# INSTRUCTIONS TO FOLLOW
Could you print exactly the lines of the listing below, starting at the line that has "Find all occurrences of sky." and ending at the line that has "Find all occurrences of wavy blonde hair.", and only those lines?

-- DATASET ENTRIES follows --

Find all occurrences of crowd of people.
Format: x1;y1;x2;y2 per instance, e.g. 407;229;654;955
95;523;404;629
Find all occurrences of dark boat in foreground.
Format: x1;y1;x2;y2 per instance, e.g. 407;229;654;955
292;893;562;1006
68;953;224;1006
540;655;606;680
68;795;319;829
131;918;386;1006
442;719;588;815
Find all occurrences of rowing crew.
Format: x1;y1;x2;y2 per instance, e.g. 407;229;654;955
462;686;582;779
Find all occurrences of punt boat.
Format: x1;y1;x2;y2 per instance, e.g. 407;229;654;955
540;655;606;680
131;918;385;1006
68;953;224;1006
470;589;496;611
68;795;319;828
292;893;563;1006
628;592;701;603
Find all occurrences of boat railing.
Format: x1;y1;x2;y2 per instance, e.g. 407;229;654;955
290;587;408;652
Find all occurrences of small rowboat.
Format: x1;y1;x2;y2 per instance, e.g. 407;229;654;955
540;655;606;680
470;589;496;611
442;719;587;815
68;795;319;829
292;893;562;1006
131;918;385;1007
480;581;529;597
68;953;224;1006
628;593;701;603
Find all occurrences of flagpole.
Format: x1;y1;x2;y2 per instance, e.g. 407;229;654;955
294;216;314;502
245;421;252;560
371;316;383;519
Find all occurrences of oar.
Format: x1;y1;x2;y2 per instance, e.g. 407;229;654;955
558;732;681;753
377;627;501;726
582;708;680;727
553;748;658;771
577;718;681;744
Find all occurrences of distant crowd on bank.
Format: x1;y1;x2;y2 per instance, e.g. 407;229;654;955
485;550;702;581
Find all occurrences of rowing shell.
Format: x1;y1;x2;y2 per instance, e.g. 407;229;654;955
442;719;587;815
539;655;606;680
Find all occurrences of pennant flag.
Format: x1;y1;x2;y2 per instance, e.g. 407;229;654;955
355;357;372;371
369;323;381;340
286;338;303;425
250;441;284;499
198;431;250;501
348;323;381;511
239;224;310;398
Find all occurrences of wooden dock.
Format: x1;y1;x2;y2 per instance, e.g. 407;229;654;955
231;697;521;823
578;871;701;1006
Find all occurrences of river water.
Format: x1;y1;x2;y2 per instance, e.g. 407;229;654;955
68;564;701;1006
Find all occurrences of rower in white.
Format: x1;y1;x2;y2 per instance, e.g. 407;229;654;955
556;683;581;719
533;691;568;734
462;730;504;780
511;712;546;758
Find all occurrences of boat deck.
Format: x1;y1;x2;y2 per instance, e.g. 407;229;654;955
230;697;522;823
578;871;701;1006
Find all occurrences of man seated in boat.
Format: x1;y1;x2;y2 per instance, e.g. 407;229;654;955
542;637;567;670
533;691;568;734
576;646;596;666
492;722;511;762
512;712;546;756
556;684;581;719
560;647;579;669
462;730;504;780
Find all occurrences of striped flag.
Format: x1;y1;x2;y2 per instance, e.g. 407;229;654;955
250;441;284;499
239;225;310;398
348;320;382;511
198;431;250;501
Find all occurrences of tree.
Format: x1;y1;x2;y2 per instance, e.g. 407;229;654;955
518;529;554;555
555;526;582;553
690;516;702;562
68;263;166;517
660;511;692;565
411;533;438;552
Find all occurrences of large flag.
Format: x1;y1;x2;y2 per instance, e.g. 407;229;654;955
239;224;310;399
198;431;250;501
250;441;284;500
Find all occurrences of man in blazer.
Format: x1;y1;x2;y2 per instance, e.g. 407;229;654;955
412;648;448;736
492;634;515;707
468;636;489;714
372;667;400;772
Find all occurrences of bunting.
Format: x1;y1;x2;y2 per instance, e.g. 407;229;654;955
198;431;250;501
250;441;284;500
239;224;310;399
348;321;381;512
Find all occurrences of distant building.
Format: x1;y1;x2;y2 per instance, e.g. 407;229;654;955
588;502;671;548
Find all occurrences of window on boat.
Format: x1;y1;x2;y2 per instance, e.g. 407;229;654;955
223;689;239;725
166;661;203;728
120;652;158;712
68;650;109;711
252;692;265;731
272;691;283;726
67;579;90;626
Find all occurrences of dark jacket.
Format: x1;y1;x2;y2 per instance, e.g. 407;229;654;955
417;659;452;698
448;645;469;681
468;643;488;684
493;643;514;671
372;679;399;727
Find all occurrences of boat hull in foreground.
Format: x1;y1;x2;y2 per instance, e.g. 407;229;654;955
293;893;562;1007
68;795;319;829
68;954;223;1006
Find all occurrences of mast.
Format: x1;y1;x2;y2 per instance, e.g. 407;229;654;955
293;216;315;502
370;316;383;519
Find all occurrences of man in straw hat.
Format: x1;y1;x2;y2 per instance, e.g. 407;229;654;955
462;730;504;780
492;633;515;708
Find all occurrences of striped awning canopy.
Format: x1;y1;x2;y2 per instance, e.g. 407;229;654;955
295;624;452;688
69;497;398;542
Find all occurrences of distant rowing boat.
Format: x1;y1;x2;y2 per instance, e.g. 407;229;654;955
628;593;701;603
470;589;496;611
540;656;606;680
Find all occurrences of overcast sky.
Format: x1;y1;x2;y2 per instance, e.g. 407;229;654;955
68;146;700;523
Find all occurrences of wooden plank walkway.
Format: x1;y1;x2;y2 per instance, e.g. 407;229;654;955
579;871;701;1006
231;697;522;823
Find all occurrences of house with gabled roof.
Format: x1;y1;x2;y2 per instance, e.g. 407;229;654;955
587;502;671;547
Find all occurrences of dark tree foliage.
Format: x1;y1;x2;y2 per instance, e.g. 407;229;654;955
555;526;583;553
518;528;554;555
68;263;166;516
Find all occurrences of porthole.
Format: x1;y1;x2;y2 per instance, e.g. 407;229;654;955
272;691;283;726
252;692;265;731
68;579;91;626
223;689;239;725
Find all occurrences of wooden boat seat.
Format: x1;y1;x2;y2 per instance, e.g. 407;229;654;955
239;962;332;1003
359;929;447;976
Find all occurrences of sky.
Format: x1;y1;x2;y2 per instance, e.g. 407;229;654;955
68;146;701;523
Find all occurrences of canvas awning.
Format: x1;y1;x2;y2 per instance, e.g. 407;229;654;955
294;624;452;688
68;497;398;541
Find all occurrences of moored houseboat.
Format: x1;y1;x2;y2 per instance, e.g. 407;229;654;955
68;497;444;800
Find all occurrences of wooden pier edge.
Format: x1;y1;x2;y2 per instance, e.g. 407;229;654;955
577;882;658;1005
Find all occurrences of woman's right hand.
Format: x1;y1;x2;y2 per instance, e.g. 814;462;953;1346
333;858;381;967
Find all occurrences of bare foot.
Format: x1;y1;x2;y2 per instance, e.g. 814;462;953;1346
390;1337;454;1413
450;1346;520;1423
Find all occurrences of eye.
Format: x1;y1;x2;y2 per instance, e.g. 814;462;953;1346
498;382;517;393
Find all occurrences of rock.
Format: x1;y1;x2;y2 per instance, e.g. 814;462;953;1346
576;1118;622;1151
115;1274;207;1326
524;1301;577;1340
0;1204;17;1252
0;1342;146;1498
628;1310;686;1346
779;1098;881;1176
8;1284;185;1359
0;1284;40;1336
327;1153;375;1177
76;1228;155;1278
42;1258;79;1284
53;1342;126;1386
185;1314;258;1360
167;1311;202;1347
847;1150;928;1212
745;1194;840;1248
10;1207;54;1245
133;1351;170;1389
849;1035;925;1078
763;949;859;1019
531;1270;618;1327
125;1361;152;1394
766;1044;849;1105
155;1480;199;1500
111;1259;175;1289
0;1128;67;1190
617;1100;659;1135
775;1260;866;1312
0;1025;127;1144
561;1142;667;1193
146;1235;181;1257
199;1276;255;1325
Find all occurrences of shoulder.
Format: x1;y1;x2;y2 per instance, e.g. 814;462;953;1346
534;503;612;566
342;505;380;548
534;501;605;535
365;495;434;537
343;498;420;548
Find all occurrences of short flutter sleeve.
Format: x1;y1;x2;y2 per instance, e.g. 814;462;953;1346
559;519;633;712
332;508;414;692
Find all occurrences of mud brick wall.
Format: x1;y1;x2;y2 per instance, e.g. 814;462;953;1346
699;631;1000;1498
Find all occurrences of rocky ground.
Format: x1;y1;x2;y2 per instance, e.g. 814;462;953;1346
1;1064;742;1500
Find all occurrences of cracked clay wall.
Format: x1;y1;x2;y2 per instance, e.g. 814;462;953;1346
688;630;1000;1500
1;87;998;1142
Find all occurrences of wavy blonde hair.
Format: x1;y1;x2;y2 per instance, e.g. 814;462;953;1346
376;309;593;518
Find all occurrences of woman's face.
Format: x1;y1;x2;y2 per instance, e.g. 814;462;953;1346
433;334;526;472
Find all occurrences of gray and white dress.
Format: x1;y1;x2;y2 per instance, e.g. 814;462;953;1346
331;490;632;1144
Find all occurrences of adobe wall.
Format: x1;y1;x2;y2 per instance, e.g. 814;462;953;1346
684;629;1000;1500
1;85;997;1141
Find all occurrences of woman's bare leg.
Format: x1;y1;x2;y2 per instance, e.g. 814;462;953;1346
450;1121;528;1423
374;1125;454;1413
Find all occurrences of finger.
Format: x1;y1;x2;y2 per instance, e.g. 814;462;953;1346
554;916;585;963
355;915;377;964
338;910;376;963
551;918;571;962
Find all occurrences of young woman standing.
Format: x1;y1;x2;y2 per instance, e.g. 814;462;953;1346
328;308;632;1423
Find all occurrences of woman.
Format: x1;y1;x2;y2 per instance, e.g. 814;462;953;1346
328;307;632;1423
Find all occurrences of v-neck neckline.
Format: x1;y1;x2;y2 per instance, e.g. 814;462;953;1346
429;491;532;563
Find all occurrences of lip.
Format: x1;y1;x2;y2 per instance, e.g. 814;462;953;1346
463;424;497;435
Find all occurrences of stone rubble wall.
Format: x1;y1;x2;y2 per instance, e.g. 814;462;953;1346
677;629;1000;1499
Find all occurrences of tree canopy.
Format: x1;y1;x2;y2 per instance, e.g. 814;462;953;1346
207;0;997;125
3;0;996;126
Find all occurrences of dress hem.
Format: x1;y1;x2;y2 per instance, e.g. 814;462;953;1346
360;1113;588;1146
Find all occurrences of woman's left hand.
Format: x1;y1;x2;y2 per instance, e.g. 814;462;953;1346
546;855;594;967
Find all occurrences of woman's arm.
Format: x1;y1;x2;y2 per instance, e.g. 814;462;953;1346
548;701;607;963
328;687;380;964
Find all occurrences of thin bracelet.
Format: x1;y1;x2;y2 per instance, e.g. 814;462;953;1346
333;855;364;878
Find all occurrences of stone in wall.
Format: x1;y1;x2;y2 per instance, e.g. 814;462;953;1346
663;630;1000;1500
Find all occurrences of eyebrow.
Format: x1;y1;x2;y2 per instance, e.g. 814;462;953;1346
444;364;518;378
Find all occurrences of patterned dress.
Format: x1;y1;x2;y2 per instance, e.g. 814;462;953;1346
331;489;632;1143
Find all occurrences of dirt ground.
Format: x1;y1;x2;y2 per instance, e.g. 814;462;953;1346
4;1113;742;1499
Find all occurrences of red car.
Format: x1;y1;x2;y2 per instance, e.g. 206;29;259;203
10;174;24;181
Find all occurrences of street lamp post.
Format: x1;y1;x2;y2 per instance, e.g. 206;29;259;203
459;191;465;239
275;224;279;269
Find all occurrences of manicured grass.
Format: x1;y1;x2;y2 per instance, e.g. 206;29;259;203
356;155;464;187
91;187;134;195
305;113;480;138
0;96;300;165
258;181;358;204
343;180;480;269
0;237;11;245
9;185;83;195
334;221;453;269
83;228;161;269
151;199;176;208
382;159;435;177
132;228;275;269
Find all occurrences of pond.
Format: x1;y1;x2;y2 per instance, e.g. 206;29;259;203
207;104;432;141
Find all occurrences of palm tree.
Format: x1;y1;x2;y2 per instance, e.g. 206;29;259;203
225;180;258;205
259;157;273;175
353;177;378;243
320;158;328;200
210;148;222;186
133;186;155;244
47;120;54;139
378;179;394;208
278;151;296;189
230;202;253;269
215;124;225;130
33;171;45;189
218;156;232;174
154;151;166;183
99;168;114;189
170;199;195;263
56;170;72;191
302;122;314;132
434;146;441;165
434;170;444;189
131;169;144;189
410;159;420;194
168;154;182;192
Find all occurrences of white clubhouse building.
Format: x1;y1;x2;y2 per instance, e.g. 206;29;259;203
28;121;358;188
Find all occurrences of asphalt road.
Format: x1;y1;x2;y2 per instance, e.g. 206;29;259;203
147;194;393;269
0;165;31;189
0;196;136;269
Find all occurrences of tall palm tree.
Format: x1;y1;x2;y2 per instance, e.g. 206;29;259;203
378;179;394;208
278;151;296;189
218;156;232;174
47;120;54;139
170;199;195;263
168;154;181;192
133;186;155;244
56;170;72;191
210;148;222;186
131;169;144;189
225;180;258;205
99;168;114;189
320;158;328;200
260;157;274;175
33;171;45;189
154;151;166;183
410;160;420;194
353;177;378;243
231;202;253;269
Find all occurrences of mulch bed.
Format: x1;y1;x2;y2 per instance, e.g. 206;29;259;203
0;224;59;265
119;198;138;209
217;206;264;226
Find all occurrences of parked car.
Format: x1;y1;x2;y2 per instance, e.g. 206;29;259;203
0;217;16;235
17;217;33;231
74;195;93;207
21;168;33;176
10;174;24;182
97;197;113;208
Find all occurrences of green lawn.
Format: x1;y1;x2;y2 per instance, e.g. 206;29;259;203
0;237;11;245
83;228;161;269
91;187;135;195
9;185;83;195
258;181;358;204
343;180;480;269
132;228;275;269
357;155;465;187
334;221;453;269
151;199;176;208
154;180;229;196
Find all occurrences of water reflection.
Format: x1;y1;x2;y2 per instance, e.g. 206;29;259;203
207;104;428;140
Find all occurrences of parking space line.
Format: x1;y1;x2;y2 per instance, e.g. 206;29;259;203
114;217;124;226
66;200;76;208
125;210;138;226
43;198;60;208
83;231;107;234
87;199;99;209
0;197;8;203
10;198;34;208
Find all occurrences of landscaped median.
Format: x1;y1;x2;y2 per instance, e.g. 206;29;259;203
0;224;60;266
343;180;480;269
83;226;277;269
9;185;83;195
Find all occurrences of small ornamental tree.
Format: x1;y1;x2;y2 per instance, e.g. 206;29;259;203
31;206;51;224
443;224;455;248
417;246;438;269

-- DATASET ENTRIES concluded --

# SOLUTION FOR THIS TASK
Find all occurrences of sky.
Format: x1;y1;x2;y2 per instance, e.g. 407;229;654;955
68;146;701;523
Find all occurrences of canvas awning.
Format: x1;y1;x2;y2 per instance, e.g. 407;229;654;955
294;624;452;688
68;497;398;541
Find all occurrences of moored houseboat.
Format: x1;y1;x2;y2 per instance, e.g. 407;229;654;955
68;497;444;800
Find all occurrences of wooden pier edge.
Format: x1;y1;x2;y2 per instance, e.g. 407;229;654;955
577;882;658;1005
Find all occurrences of woman's right hand.
Format: x1;y1;x2;y2 per instance, e.g. 814;462;953;1346
333;858;381;967
Find all occurrences of bare foot.
Format: x1;y1;x2;y2 per instance, e.g. 814;462;953;1346
390;1337;454;1413
450;1346;520;1423
Find all occurrences of eye.
Format: x1;y1;x2;y2 per instance, e.g. 814;462;953;1346
498;382;517;393
Find all occurrences of rock.
Format: x1;y1;x2;y2 per instance, e.g. 814;462;953;1346
576;1118;622;1151
115;1274;207;1326
524;1301;577;1340
0;1204;17;1252
0;1342;146;1498
628;1310;686;1346
779;1098;881;1176
8;1284;185;1359
0;1284;40;1336
327;1153;375;1177
76;1228;155;1278
42;1258;79;1284
53;1342;126;1386
185;1314;258;1360
167;1311;202;1347
847;1150;928;1212
745;1194;840;1248
10;1207;54;1245
133;1351;170;1389
849;1035;925;1078
763;949;859;1019
531;1270;618;1327
125;1361;152;1394
766;1044;849;1105
155;1480;199;1500
111;1259;175;1289
0;1128;67;1190
617;1100;659;1135
775;1260;866;1312
0;1025;127;1144
561;1142;667;1193
146;1235;181;1257
199;1276;255;1325
Find all occurrences of shoulder.
Format: x1;y1;x2;y2 per instance, e.g. 814;462;953;1346
534;503;612;566
342;505;380;548
534;501;605;535
365;495;434;537
343;498;420;548
Find all occurrences of short flutter sleeve.
Format: x1;y1;x2;y2 per instance, e.g. 814;462;953;1346
559;519;633;712
332;508;414;692
Find all occurrences of mud brick wall.
Format: x1;y1;x2;y2 per instance, e.g. 814;462;953;1346
699;631;1000;1498
Find all occurrences of rocky ground.
Format: x1;y1;x2;y2 per instance, e.g. 814;462;953;1346
1;1064;742;1500
Find all occurrences of cracked clay wall.
Format: x1;y1;x2;y2 per instance, e.g. 814;462;953;1346
688;630;1000;1500
1;87;998;1142
Find all occurrences of wavy blonde hair.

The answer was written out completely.